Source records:
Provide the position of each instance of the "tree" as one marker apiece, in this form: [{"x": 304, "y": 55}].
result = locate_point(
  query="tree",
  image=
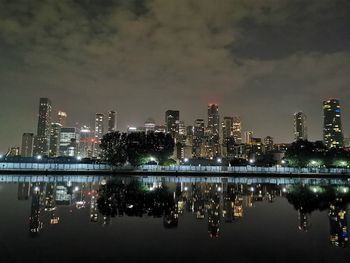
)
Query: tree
[{"x": 114, "y": 148}]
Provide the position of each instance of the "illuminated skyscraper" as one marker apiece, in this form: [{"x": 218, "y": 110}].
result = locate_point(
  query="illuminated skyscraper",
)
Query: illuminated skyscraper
[
  {"x": 172, "y": 118},
  {"x": 213, "y": 129},
  {"x": 27, "y": 145},
  {"x": 332, "y": 127},
  {"x": 237, "y": 130},
  {"x": 198, "y": 137},
  {"x": 62, "y": 118},
  {"x": 300, "y": 131},
  {"x": 112, "y": 121},
  {"x": 42, "y": 140},
  {"x": 55, "y": 136}
]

> **ASSIGNED TASK**: Return every line shown above without changing a word, and skip the pictures.

> **WRITTEN RESPONSE**:
Provide the position of each instance of the "tree" as one marker apiece, in this form: [{"x": 304, "y": 55}].
result = locate_point(
  query="tree",
  image=
)
Query: tree
[{"x": 114, "y": 148}]
Provide the position of each instance of the "illuminated skyscraper" as one marker apiece, in this form: [{"x": 218, "y": 110}].
result = locate_point(
  query="illuminated skyscraper",
)
Query: illuminated skyscraper
[
  {"x": 172, "y": 118},
  {"x": 213, "y": 129},
  {"x": 27, "y": 145},
  {"x": 332, "y": 127},
  {"x": 237, "y": 130},
  {"x": 198, "y": 137},
  {"x": 62, "y": 118},
  {"x": 300, "y": 131},
  {"x": 112, "y": 121},
  {"x": 42, "y": 140},
  {"x": 55, "y": 136}
]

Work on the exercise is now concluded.